§ **Provided passage**
————————

Jamal matched up against Dajuan most of the game,
Parker only played 11 minutes towards the end of the game
when Jamal had already been out on the floor quite some time..

Jamal shut Dajuan down.

Jamal didn't shoot well, but aside from the 7 to 3 minute mark in the 4th quarter, he didn't play that bad at all.

He did what was asked of him..i.e distribute the ball picking up 7 assists. There was that one great pass to TC that didn't get converted as well (TC got the ft's).

What I would have liked to see more of though was dribble drive penetration with a kick-out for a shooter. He didn't do this much at all. This is what Jay does well.

Regardless, only at the end of the 4th quarter, where fatigue set in did his play get sloppy due to the pressure...with 3 to's . Though right after he was subbed for, the Bulls turned it over right again on their end of the court.

Now as for being prepared, IMO a lot of that is being mentally prepared. After playing a certain amount of minutes each night at specific times, getting out of that routine can leave one not mentally prepared.

Now JC will go into the game after practicing with the starting unit for a couple days, so hopefully his game will show both the actuall and mental preparation one would expect of a player at his level.

Hopefully, though JC doesn't press, and stays within the flow while directing the offense.

So here's his opportunity....IMO he'll make the most of it.....
Though we shall all have to just wait and see.


----------



## Da Grinch (Aug 17, 2002)

i think Jc will do very well tonight as do most pg's against the jazz who with grizz and usually the bulls (jwill is good at a lot of things but defense is not one of them) are the poorests defenders at that position in the league .

i overall think how crawford does good or bad will be meaningless is we cant get the post players to play well against a jazz team whose interior defense is very good


----------



## HJHJR (May 30, 2002)

From 11/9 through 12/4, a 12 game period, Marcus Fizer recorded 8 DNP's. In fact, during that stretch he saw a total of 39 minutes of action. Somehow, someway, Marcus was very prepared when opportunity finally knocked at his door. I think everyone would agree with that.

Cartwright views the situation this way: ''You have an opportunity to play, so here it is,'' Cartwright said. ''So we'll see what happens." I don't think Bill is buying into Jamal's implication that being asked to play 40 minutes Saturday caught him offguard and less than totally prepared.

————————

§ **Entries**
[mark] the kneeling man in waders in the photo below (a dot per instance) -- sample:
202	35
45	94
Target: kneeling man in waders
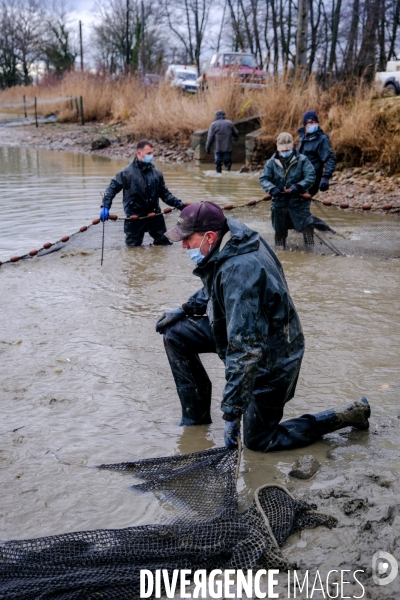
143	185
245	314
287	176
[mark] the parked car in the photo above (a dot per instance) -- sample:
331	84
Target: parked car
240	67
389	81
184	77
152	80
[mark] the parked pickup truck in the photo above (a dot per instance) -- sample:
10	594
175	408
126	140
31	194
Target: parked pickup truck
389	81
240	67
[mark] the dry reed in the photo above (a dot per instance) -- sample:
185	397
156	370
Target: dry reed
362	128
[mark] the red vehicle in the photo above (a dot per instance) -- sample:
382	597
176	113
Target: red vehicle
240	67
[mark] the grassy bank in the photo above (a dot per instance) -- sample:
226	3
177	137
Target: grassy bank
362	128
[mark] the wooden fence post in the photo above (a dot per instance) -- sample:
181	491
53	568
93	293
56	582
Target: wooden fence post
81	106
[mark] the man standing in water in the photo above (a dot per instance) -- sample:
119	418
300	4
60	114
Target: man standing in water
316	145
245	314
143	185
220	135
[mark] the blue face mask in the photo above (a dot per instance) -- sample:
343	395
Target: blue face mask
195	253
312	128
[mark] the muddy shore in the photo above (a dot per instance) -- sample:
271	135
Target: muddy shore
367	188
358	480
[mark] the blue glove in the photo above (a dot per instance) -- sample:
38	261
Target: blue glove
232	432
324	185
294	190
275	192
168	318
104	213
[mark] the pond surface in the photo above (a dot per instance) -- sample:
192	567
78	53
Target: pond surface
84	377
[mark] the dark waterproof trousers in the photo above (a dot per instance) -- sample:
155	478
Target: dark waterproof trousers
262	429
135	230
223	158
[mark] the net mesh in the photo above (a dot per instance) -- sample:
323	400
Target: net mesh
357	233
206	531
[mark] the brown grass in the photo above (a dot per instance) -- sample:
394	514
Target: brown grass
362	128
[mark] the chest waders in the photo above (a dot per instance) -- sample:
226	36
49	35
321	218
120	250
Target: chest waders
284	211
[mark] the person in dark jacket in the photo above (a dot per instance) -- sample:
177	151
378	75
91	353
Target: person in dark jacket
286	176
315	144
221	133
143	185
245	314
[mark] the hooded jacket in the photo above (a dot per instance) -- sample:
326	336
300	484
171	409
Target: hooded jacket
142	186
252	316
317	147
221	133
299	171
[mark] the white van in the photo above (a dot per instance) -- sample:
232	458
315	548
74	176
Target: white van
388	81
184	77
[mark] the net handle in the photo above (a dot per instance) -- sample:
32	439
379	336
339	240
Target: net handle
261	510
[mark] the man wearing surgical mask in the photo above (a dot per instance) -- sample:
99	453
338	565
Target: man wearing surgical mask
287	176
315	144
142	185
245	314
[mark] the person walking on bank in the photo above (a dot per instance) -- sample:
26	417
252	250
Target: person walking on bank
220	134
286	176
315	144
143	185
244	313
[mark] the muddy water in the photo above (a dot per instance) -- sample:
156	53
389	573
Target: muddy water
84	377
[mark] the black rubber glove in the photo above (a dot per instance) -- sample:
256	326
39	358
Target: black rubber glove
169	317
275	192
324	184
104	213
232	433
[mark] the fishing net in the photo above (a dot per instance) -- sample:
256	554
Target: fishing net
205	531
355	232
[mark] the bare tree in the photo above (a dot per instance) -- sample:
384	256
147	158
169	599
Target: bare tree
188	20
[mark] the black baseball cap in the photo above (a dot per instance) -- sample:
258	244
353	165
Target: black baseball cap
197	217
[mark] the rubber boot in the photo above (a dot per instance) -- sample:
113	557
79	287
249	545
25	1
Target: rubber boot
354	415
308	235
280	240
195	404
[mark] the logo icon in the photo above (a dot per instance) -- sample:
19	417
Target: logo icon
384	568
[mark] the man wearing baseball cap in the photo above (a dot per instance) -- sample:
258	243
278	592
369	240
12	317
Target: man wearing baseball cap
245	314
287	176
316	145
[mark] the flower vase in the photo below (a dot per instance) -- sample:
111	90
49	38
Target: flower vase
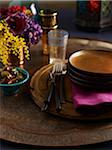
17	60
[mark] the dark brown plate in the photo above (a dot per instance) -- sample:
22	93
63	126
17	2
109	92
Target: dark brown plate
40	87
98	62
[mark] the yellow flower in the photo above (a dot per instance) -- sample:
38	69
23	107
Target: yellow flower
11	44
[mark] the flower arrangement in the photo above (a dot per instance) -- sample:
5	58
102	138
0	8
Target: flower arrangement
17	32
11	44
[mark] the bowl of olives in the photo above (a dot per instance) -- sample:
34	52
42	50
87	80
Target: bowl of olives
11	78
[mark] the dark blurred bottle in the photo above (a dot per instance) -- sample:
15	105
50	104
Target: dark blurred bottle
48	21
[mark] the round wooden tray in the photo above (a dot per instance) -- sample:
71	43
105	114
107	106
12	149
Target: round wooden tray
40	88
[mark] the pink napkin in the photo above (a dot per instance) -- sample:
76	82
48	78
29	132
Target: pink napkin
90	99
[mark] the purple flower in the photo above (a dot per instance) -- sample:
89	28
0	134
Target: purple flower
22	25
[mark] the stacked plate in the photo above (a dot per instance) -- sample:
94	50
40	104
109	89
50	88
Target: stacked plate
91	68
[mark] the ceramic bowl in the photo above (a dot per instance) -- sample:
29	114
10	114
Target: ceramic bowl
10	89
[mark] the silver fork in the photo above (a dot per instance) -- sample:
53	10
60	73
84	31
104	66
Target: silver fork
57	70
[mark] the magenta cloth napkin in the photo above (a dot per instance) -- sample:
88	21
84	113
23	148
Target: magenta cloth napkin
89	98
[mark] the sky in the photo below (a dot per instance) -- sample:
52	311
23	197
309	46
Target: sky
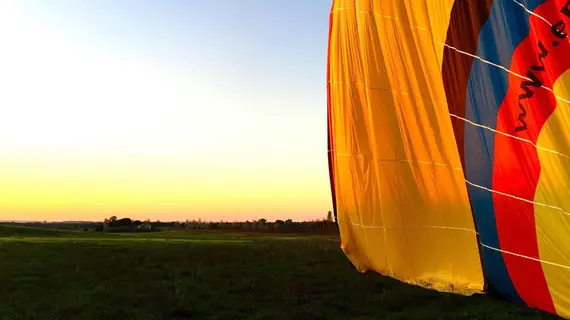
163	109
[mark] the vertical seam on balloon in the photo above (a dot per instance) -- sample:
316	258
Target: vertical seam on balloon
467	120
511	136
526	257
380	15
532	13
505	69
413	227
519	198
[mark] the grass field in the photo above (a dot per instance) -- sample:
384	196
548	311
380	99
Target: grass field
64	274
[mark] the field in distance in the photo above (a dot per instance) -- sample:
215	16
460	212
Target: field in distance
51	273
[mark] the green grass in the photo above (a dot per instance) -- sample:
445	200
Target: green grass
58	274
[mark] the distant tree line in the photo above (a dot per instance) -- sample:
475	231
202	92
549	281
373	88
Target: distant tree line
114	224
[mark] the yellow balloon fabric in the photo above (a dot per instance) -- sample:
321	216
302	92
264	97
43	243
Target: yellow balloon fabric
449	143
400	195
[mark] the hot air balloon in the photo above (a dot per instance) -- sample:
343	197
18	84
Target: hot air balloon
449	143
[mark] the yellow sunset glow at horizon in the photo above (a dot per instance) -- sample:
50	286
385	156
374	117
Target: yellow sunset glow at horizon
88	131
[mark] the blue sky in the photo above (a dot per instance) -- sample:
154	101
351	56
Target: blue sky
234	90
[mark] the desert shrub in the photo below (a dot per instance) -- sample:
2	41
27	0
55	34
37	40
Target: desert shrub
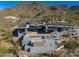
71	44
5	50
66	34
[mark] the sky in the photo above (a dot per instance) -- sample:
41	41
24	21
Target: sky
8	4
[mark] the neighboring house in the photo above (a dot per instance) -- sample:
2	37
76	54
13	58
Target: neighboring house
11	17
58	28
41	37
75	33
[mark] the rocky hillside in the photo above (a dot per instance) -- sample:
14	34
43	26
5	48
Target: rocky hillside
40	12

————————

§ **What is asked**
[a] In the basketball forum thread, what total number of minutes did Marcus Fizer play from 11/9 through 12/4?
[b] List every team mentioned by name in the basketball forum thread.
The data that accompany the basketball forum thread are not required.

§ **Expected results**
[a] 39 minutes

[b]
- Bulls
- Jazz
- grizz